----- Given data

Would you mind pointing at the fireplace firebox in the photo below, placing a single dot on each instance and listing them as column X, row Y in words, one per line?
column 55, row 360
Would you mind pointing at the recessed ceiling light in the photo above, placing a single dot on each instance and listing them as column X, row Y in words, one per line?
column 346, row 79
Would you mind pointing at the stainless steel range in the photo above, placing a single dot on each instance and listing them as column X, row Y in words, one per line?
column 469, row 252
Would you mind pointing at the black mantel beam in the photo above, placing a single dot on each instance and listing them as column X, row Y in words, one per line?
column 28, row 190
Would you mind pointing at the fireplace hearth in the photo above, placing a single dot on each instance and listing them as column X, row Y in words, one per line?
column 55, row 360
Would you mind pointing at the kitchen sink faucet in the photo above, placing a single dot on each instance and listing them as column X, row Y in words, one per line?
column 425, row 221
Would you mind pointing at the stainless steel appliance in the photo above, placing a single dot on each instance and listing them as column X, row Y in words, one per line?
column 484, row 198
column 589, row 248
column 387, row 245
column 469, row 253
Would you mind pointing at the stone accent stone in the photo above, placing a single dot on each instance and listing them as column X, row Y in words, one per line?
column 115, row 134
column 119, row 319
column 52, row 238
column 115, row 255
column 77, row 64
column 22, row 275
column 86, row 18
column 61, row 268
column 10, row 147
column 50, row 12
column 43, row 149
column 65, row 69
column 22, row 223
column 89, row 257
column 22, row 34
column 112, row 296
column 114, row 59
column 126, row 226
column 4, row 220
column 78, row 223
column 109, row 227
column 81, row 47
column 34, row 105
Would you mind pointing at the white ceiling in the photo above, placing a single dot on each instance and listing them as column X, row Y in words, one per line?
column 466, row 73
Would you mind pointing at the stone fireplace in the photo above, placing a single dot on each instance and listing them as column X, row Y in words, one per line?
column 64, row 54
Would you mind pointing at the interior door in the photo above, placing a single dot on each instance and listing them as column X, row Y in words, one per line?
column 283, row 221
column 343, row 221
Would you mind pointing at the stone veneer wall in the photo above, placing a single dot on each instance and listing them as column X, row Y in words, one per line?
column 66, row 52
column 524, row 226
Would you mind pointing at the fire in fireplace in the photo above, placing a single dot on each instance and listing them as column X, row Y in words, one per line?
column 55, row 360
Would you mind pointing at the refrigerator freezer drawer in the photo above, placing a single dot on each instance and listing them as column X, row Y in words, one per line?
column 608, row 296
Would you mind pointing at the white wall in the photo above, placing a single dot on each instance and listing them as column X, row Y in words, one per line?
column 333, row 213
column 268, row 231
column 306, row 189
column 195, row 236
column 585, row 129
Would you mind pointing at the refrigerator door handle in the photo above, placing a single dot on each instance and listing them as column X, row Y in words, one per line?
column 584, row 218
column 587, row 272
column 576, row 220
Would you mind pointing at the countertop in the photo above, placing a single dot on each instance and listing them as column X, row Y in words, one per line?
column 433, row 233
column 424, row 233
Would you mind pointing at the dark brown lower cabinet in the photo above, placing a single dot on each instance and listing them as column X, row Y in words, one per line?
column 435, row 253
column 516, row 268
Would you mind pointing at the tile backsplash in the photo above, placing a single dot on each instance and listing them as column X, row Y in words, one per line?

----------

### Exercise
Go through the listing and copy all of it exactly.

### Exercise output
Would you mind pointing at the fireplace firebox in the photo below, placing a single dot on each instance and listing them as column X, row Y in words, one per line?
column 55, row 360
Would you mind pointing at the recessed ceiling light in the photo above, placing a single dot on each instance and listing them as column X, row Y in words, one per line?
column 346, row 79
Would you mind pointing at the stainless steel range in the photo above, placing a single dot on each instance and listing them as column X, row Y in words, one per line?
column 469, row 252
Would you mind pointing at the black mantel beam in the photo above, placing a single dot on each instance and listing them as column X, row Y in words, one per line?
column 28, row 190
Would you mind pointing at the fireplace hearth in the photo above, placing a single dot on each instance and listing them as column X, row Y in words, one per line?
column 55, row 360
Would you mind pointing at the kitchen sink faucet in the photo above, placing a single dot on each instance and listing them as column X, row Y in words, one per line?
column 425, row 221
Would you mind pointing at the stainless steel appliance in the photo above, placing a single dot on each instance and listing them as column X, row Y in words, one per line?
column 484, row 198
column 589, row 248
column 387, row 245
column 469, row 253
Would you mind pointing at the stone accent stone in the photo above, placing a single dot on each instance and listing them as column X, row Y in words, one per line?
column 115, row 134
column 119, row 319
column 52, row 238
column 115, row 255
column 77, row 64
column 22, row 275
column 86, row 18
column 61, row 268
column 10, row 147
column 50, row 12
column 43, row 149
column 65, row 69
column 22, row 223
column 89, row 257
column 22, row 34
column 112, row 296
column 114, row 59
column 126, row 226
column 4, row 220
column 78, row 223
column 109, row 227
column 81, row 47
column 34, row 105
Would you mind pointing at the white ceiling in the photo above, placing a single dot on each instance and listing them as column X, row Y in words, one per line?
column 466, row 73
Would you mind pointing at the stone fireplace in the photo above, placing a single dot on each instance and listing them as column X, row Y in words, one per line?
column 64, row 54
Would you mind pointing at the interior door in the photo above, placing a single dot on each instance and listing them as column X, row Y in words, one per line?
column 283, row 221
column 343, row 221
Would you mind pointing at the stone veneer wall in the photo above, placing a single dot on each instance and listing them as column X, row Y in words, one per line?
column 66, row 52
column 524, row 226
Would you mind pointing at the fire in fireplace in the photo above, placing a single dot on each instance and listing them as column X, row Y in words, one per line?
column 55, row 360
Would you mind pointing at the refrigerator freezer drawer in the photo above, placing a single dot on each instance and listing them as column X, row Y in words, one per line?
column 608, row 296
Would you mind pointing at the white wall in the photo above, placing a single dot on each instance and listing them as column X, row Y in words, one per line?
column 333, row 213
column 268, row 231
column 306, row 189
column 195, row 236
column 585, row 129
Would you mind pointing at the refrigerator door handle in the photo above, placing a single dot on each instance and listing them as column X, row Y in words, one per line?
column 584, row 218
column 587, row 272
column 576, row 220
Would you mind pointing at the countertop in the photo above, placing a single dot on each instance and listing them as column X, row Y in words, one per line?
column 433, row 233
column 424, row 233
Would you mind pointing at the dark brown lower cabinet in the photo above, placing a single dot on each instance and listing them as column X, row Y in words, one per line?
column 435, row 253
column 516, row 268
Would you mind pointing at the tile backsplash in the photo above, placing a single dot on each instance and listing them as column X, row Y in words, one per line?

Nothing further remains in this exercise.